● **About this exercise**: Go through each line of the entries below and tally those containing the string "piece"; give only the total.

>>>>

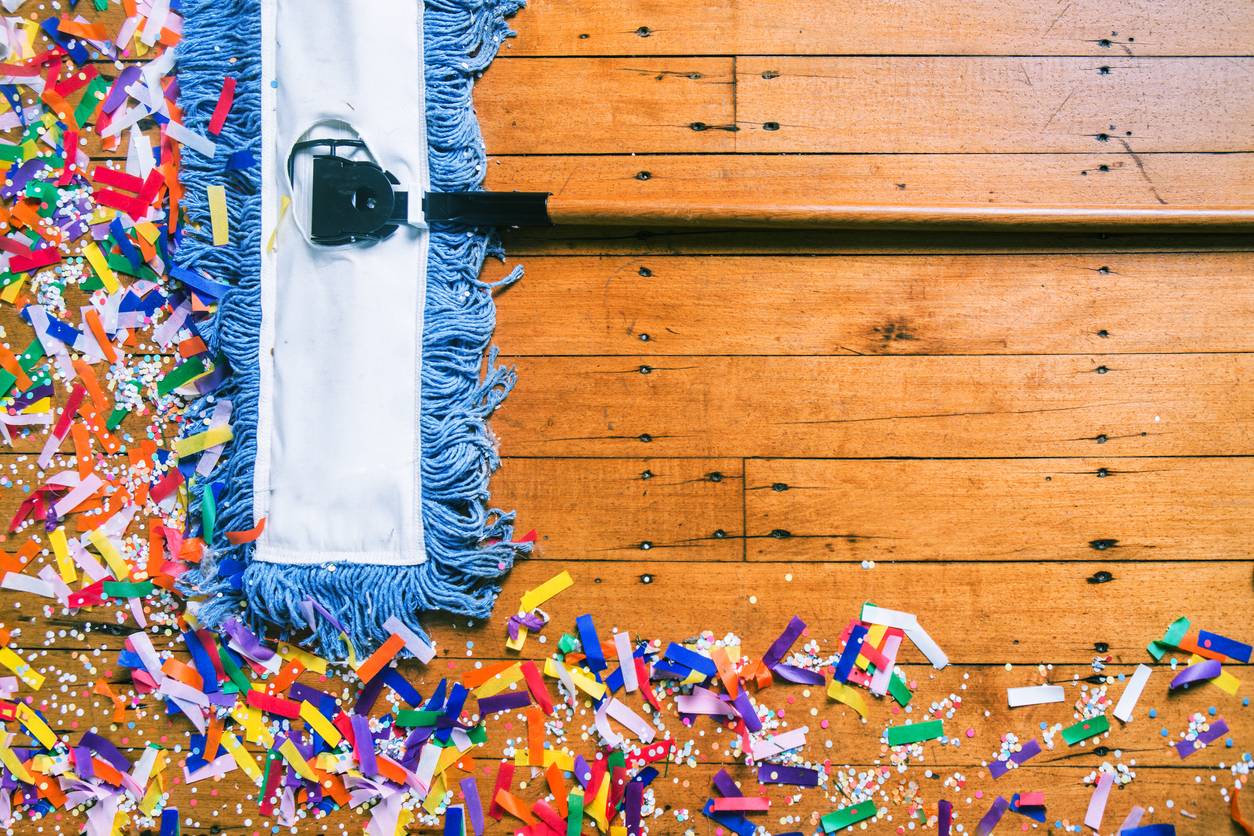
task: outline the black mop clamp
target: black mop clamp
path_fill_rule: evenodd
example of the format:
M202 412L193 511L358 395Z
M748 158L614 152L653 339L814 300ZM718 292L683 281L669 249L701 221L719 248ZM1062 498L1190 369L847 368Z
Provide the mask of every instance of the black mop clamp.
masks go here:
M339 148L365 148L359 139L311 139L292 146L288 178L294 177L296 154L328 148L313 157L309 237L315 244L336 246L381 241L409 223L409 192L400 181L370 160L336 155ZM422 198L425 222L467 226L551 226L547 192L427 192Z

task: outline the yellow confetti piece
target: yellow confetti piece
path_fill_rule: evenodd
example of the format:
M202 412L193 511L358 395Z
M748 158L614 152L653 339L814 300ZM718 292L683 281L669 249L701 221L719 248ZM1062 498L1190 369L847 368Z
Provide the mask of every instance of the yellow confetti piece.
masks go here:
M862 646L879 647L880 639L884 638L884 634L886 632L888 632L888 628L883 624L871 625L871 629L867 631L866 638L863 639ZM867 666L871 664L871 660L859 653L858 658L854 660L854 663L862 670L866 670Z
M226 186L209 186L209 222L213 224L213 245L231 243L231 222L226 214Z
M579 668L567 668L566 672L570 674L570 678L574 680L579 690L583 691L594 700L599 700L605 696L605 686L597 682L592 677L586 675Z
M292 199L286 195L279 203L279 218L274 222L274 229L270 232L270 240L266 241L266 252L274 252L274 245L279 237L279 227L283 225L283 218L287 216L287 210L292 205Z
M9 670L18 675L18 678L30 687L38 691L44 686L44 678L35 673L30 665L22 661L22 657L18 656L7 647L0 648L0 665L4 665Z
M144 236L144 240L149 244L156 243L161 230L157 229L157 225L152 221L144 221L142 224L135 224L135 231Z
M188 456L203 453L205 450L208 450L210 447L214 447L218 444L226 444L234 437L235 436L231 433L230 427L214 427L213 429L206 430L203 433L196 433L196 435L189 435L187 438L180 438L178 441L171 444L170 448L174 451L174 455L178 456L180 459L185 459Z
M67 584L78 580L78 570L70 559L70 549L65 542L65 529L58 528L48 532L48 542L52 543L52 552L57 556L57 568L61 570L61 580Z
M91 265L91 269L96 271L100 281L104 282L105 290L110 293L116 293L118 290L118 277L113 275L113 271L109 269L109 262L105 261L104 253L100 252L100 248L96 246L95 241L90 241L83 245L83 255L87 257L87 262Z
M57 736L53 734L52 729L48 728L48 724L24 702L17 704L17 719L45 749L51 749L57 745Z
M866 703L862 701L862 695L845 683L832 680L832 683L827 686L827 695L843 702L863 717L866 716Z
M610 836L627 836L627 828L613 825L610 827Z
M318 780L318 776L309 768L309 764L300 756L300 752L296 749L296 744L291 740L283 741L283 745L279 747L279 754L283 756L283 760L291 764L297 775L306 781Z
M331 721L322 716L322 712L314 708L313 703L305 700L300 704L300 719L309 724L309 728L318 733L318 736L327 742L329 746L336 746L340 742L340 730L331 725Z
M231 753L231 757L235 758L239 768L244 770L244 774L254 783L261 780L261 767L257 766L257 761L248 753L244 745L236 739L235 735L224 733L222 735L222 747Z
M23 415L42 415L52 411L52 398L41 398L22 410Z
M531 612L563 589L569 588L573 583L574 581L570 579L570 573L562 572L557 577L550 578L535 589L524 592L522 596L523 610Z
M153 781L148 785L148 792L144 795L144 800L139 802L139 812L145 816L151 816L153 811L157 809L157 805L161 803L161 785L157 781Z
M400 814L396 817L396 832L392 836L405 836L409 832L409 825L415 818L413 810L406 810L402 807Z
M526 749L514 750L514 766L526 766L529 763L531 763L531 757Z
M126 564L126 559L113 545L113 541L100 529L97 528L89 533L87 539L91 540L91 544L96 547L96 551L100 552L100 556L105 559L105 563L109 564L109 568L113 570L118 580L124 581L130 577L131 567Z
M514 664L476 688L475 696L483 699L484 697L499 694L513 683L521 681L522 678L522 668L518 664Z
M439 775L453 764L457 763L462 753L457 750L456 746L448 746L444 751L440 752L440 759L435 762L435 771L433 775Z
M26 273L22 273L18 276L17 281L9 282L5 285L4 290L0 291L0 299L3 299L10 305L16 302L17 297L22 293L22 285L26 284L26 276Z
M553 764L557 764L557 768L563 772L575 771L575 759L566 752L560 752L554 749L544 750L544 768L548 769Z
M1194 653L1192 656L1189 657L1190 665L1196 665L1198 662L1205 662L1205 661L1206 661L1205 659L1203 659L1201 656L1198 656L1196 653ZM1241 687L1241 680L1237 679L1235 676L1228 673L1227 671L1224 671L1223 673L1219 674L1219 676L1212 677L1211 679L1208 679L1206 681L1209 682L1211 685L1214 685L1219 690L1225 691L1234 697L1237 695L1237 689Z
M244 705L236 701L231 708L231 717L244 727L244 739L251 743L260 743L267 749L274 746L274 735L262 724L261 709Z
M610 823L605 818L605 802L610 797L610 776L601 777L601 789L597 790L596 798L592 799L592 804L585 804L583 811L586 815L592 816L597 823L597 829L602 833L609 829Z
M300 662L305 666L305 670L313 671L314 673L327 672L326 659L323 659L321 656L315 656L308 651L301 650L294 644L279 642L279 655L289 662L295 659L297 662ZM322 736L326 737L325 734Z
M8 746L0 746L0 763L4 764L4 768L13 774L14 778L27 784L35 783L34 777L26 771L26 767L17 755Z
M448 784L444 781L444 776L435 776L435 780L431 782L431 792L427 793L427 797L422 802L422 809L435 815L435 811L444 803L446 792L448 792Z

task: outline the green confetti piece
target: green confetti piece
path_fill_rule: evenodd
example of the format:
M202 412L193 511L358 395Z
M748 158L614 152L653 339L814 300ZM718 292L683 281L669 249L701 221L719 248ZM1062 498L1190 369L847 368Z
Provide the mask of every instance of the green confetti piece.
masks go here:
M1081 720L1071 728L1063 729L1062 739L1067 741L1068 746L1074 746L1081 740L1096 737L1107 731L1110 731L1110 721L1103 714L1100 717L1094 717L1092 720Z
M823 825L823 829L828 833L837 830L844 830L850 825L869 819L875 815L875 802L871 800L859 801L852 807L846 807L843 810L837 810L834 813L828 813L819 822Z
M157 394L168 395L180 386L195 380L202 374L207 372L204 361L199 357L193 357L174 371L168 373L161 381L157 383Z
M411 708L402 708L396 714L396 725L405 727L434 726L436 721L443 716L443 711L415 711Z
M906 685L902 678L897 674L893 674L888 678L888 693L893 695L898 705L905 706L909 704L910 698L914 694L910 693L909 686Z
M563 653L570 653L575 649L575 637L567 633L562 633L562 637L557 640L557 649Z
M615 766L620 766L623 769L626 769L627 768L627 756L624 755L622 751L615 749L614 754L610 755L609 765L611 768Z
M1145 649L1149 651L1149 654L1156 661L1162 661L1163 656L1169 650L1175 648L1187 632L1189 632L1189 620L1187 618L1177 618L1171 622L1171 626L1167 628L1167 632L1163 634L1162 639L1150 642Z
M248 680L244 677L244 672L239 669L239 665L235 664L235 660L231 658L231 654L226 652L225 647L218 648L218 658L222 660L222 669L226 671L226 675L239 689L236 693L247 694Z
M57 186L46 180L32 180L26 184L26 197L38 198L43 201L57 202Z
M908 726L891 726L888 729L888 745L922 743L924 740L935 740L944 734L944 720L928 720L926 723L911 723Z
M100 4L108 5L108 0L96 0L96 8L103 9ZM103 76L96 76L92 79L91 84L87 85L87 91L83 93L83 99L78 103L78 107L74 108L74 121L79 125L84 125L100 105L103 99L97 98L96 94L103 95L109 90L109 82L104 80Z
M566 836L579 836L583 829L583 793L571 790L566 796Z
M273 749L266 751L266 769L261 773L261 792L257 795L258 804L266 803L266 787L270 783L270 767L273 766L274 762L280 757L279 753Z
M200 494L200 526L206 543L213 542L213 529L218 524L218 505L213 500L213 486L205 485Z
M22 146L0 145L0 160L9 163L20 163L22 161Z
M26 350L17 356L17 364L22 367L22 371L29 373L35 368L35 364L44 357L44 346L38 339L27 346ZM11 373L0 370L0 396L7 395L9 390L17 383L17 378Z
M126 583L122 581L105 581L101 584L104 594L109 598L146 598L155 588L152 581Z
M466 732L466 736L470 738L471 743L488 742L488 730L485 726L475 726L473 729Z
M126 410L120 406L115 406L113 411L109 413L109 419L105 421L106 430L116 430L118 424L122 423L122 419L126 417Z

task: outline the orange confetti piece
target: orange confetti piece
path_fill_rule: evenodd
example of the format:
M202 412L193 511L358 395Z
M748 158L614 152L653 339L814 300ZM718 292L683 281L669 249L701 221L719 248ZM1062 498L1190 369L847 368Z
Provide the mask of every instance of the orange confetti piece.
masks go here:
M91 460L91 436L87 434L87 427L74 424L70 427L70 437L74 439L74 458L78 461L78 478L86 479L94 467Z
M527 754L532 766L544 766L544 713L527 709Z
M253 540L256 540L258 537L260 537L261 532L265 531L265 529L266 529L266 519L265 517L262 517L261 522L257 523L248 531L226 532L226 539L227 539L227 542L230 543L232 546L239 546L239 545L243 545L244 543L251 543Z
M99 321L99 317L97 317ZM104 329L101 328L101 333ZM105 399L105 394L100 388L100 381L96 380L96 371L85 360L74 361L74 371L78 372L83 378L83 385L87 387L87 394L91 395L91 402L95 404L96 411L100 413L109 411L109 401ZM79 407L79 414L83 414L82 407ZM86 416L83 416L84 418Z
M388 662L396 657L405 647L405 640L393 633L388 636L388 640L370 654L370 658L361 663L361 667L357 669L357 675L361 677L362 682L369 682L378 675L379 671L387 666Z
M535 824L535 817L531 815L531 811L527 809L527 805L517 796L512 795L508 790L497 790L496 803L501 805L501 809L509 813L516 819L522 819L528 825Z
M100 321L100 314L96 312L95 308L92 308L84 316L84 319L87 320L87 327L91 329L92 336L96 338L96 342L100 343L100 349L104 352L105 359L110 363L116 363L118 361L118 352L113 347L113 343L109 341L109 335L105 333L104 324ZM77 369L75 370L77 371ZM82 372L79 372L79 374L82 374ZM97 385L97 388L99 388L99 385ZM95 402L94 397L92 401L93 403ZM96 408L100 409L100 404L97 403ZM104 412L103 409L100 409L100 411Z
M180 662L178 659L166 659L161 665L161 672L166 676L177 679L184 685L195 688L197 691L203 691L205 688L205 680L200 675L200 672L190 665Z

<<<<

● **Solved exercise**: 9